*What is being asked*
Please reproduce the records exactly, leaving out any pictures.

*Image point grounding data*

————

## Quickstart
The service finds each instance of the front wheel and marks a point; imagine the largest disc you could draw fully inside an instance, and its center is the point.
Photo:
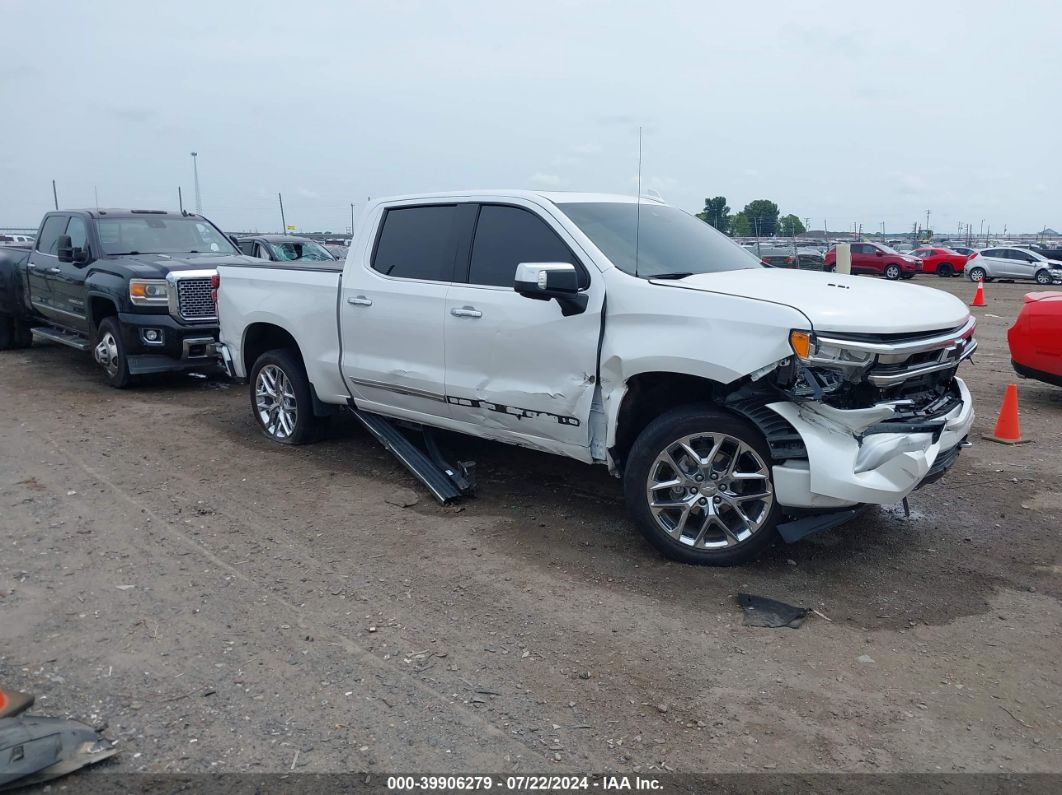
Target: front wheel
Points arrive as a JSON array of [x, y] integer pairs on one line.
[[109, 353], [280, 398], [698, 484]]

————

*Answer*
## Quickstart
The service finds each instance of the front wheel and marks a point; imagine the largest disc you could draw fully inside an instance, and its center is the point.
Photo:
Target: front wheel
Points arrive as a JSON array of [x, y] integer pairs on one line.
[[109, 353], [280, 398], [698, 484]]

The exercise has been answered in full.